## What you will do
In the listing below, locate the line containing "line as [1,95]."; reproduce that line and all lines that follow it, unchanged.

--- start Data for this exercise ---

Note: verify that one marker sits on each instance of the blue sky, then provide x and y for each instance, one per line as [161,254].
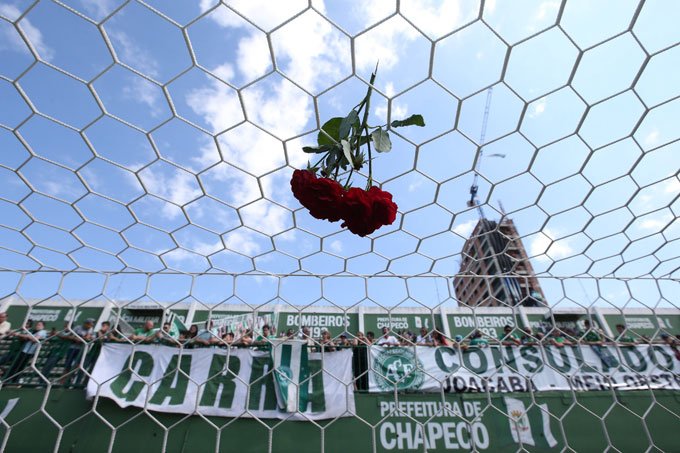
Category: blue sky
[156,136]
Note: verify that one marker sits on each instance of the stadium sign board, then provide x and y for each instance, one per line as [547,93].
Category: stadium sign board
[334,322]
[400,321]
[51,315]
[490,324]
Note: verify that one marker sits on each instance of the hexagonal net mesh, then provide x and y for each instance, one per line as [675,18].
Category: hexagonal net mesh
[146,151]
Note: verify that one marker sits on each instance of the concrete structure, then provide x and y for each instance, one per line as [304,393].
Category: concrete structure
[495,270]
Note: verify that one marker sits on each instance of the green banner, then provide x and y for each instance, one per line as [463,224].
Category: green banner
[52,316]
[650,326]
[401,322]
[335,323]
[489,324]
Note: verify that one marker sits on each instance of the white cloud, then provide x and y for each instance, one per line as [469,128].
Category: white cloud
[398,110]
[672,186]
[538,107]
[178,187]
[99,9]
[224,71]
[217,103]
[385,42]
[652,138]
[464,229]
[263,154]
[335,246]
[13,39]
[654,224]
[145,92]
[242,241]
[544,247]
[266,217]
[265,13]
[133,55]
[544,9]
[437,17]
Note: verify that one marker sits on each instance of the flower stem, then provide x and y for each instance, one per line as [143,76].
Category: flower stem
[364,127]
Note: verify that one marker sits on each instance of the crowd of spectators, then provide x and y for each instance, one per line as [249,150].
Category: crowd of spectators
[73,350]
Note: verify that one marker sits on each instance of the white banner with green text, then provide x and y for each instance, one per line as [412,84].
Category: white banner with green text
[523,368]
[224,382]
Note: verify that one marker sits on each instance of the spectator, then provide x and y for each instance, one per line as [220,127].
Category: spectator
[424,339]
[31,338]
[509,337]
[205,337]
[105,333]
[60,344]
[228,338]
[327,342]
[623,336]
[164,335]
[5,326]
[440,339]
[246,339]
[361,340]
[266,335]
[671,343]
[145,334]
[370,337]
[306,335]
[386,339]
[527,337]
[79,338]
[344,340]
[458,341]
[360,361]
[478,340]
[193,331]
[558,339]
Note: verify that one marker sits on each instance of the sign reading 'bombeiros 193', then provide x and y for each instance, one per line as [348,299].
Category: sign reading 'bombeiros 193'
[227,382]
[522,369]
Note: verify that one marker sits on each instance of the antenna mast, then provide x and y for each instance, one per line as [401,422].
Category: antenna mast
[474,201]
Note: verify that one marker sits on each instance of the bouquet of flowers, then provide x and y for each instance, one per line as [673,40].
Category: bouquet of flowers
[341,142]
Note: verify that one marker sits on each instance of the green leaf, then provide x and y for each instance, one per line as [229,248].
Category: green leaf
[347,150]
[413,120]
[316,149]
[332,132]
[347,122]
[381,140]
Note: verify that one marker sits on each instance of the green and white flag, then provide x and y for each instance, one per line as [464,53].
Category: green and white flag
[530,427]
[291,368]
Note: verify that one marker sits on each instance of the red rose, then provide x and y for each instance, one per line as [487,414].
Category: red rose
[357,212]
[299,182]
[321,196]
[384,209]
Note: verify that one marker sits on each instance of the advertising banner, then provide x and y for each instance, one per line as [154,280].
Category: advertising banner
[224,382]
[334,323]
[400,322]
[489,324]
[522,369]
[648,325]
[52,316]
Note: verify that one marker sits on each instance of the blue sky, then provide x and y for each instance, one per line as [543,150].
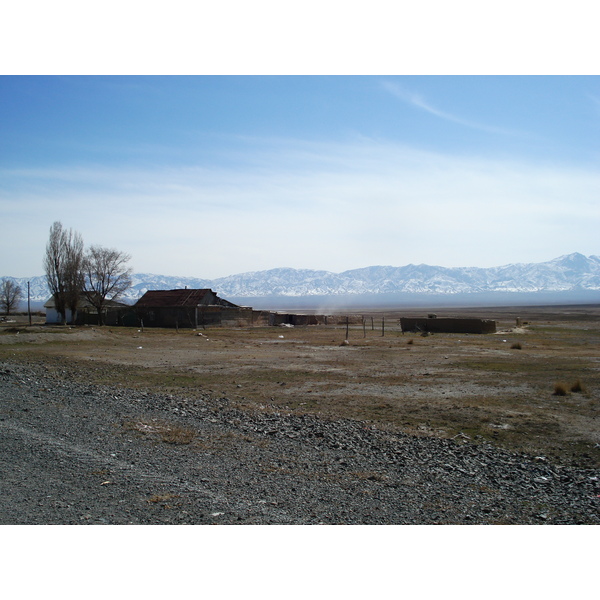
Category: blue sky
[208,176]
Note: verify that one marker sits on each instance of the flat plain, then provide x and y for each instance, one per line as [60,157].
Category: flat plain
[532,387]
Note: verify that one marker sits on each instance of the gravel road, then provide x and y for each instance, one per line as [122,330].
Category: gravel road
[76,453]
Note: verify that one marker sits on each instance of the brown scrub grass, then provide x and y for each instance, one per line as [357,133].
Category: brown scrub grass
[468,387]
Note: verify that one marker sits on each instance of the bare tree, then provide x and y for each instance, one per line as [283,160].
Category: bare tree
[10,295]
[106,276]
[63,266]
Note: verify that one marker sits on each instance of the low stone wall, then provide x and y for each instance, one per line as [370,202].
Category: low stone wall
[447,325]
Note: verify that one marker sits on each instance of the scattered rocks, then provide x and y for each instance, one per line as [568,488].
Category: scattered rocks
[67,456]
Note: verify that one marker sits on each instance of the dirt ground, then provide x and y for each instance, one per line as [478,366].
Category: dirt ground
[498,387]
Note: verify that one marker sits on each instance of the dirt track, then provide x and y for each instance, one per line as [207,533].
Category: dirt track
[246,399]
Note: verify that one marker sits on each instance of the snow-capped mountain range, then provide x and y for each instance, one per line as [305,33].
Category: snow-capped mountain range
[570,273]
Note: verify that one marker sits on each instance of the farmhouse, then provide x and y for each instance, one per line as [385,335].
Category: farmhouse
[86,313]
[189,308]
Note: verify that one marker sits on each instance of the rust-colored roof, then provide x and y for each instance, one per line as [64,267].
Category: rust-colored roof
[171,298]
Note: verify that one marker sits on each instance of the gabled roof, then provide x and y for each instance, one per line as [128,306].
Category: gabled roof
[174,298]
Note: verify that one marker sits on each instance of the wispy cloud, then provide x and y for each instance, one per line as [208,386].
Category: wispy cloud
[419,102]
[311,205]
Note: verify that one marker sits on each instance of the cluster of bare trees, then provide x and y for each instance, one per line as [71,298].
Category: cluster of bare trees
[98,274]
[10,295]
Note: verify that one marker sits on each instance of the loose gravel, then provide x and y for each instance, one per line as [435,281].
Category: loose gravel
[72,452]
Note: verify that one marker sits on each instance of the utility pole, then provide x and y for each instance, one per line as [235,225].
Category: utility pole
[28,303]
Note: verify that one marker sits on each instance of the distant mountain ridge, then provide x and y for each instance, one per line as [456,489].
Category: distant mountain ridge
[570,273]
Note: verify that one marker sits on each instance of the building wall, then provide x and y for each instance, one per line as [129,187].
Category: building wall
[448,325]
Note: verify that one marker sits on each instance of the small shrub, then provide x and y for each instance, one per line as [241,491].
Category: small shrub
[560,389]
[577,387]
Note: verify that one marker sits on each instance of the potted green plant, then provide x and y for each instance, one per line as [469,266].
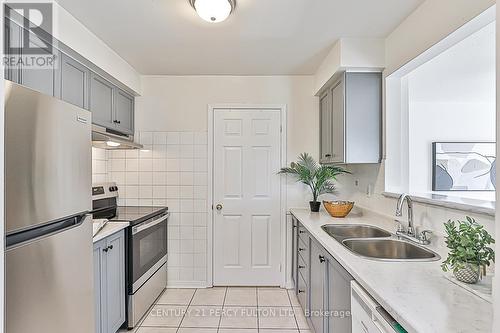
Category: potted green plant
[470,250]
[319,178]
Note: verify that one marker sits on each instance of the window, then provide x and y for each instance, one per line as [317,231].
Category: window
[446,95]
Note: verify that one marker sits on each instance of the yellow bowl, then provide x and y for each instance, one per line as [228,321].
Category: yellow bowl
[338,208]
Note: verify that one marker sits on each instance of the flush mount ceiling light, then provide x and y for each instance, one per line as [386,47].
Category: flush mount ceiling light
[213,11]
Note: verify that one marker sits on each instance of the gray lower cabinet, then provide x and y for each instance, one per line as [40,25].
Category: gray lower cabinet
[322,287]
[109,282]
[338,300]
[317,287]
[73,83]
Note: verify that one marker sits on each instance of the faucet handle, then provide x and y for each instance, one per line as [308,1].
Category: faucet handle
[400,226]
[423,236]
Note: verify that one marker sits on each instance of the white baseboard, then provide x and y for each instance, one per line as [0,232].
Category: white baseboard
[186,284]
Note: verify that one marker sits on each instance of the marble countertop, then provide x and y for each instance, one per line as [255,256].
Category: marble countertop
[109,229]
[416,294]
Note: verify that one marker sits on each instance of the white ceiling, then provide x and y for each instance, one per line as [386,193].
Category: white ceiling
[262,37]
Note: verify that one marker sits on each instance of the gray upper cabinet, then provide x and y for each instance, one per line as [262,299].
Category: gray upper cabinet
[124,112]
[102,101]
[73,84]
[111,107]
[337,124]
[109,275]
[351,119]
[70,77]
[325,126]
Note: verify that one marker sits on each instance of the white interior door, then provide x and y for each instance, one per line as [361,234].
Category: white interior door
[246,193]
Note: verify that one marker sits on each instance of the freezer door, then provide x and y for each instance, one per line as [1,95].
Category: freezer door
[48,163]
[49,283]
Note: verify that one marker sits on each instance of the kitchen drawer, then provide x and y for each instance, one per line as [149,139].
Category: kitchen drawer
[302,293]
[303,249]
[303,234]
[303,269]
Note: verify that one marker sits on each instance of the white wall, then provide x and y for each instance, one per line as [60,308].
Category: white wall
[2,184]
[73,33]
[180,103]
[452,98]
[352,53]
[496,279]
[428,24]
[171,121]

--- end Data for this exercise ---

## Written solution
Note: verify that one marker sits on each instance of the freezer door, then provide x and y for each instance, one per line as [1,95].
Category: freezer door
[48,163]
[49,283]
Note: verify that one marker sits on each instance of the kitchen drawer, then provide x and y for each instance, one per line as [149,139].
Category: kitchen drawer
[302,293]
[303,249]
[303,234]
[303,269]
Note: verify that one marker sits on each instance of the white wall, then provide x and y for each instance, one per line as [60,308].
Category: white wall
[2,184]
[73,33]
[180,103]
[452,98]
[352,53]
[496,279]
[428,24]
[171,121]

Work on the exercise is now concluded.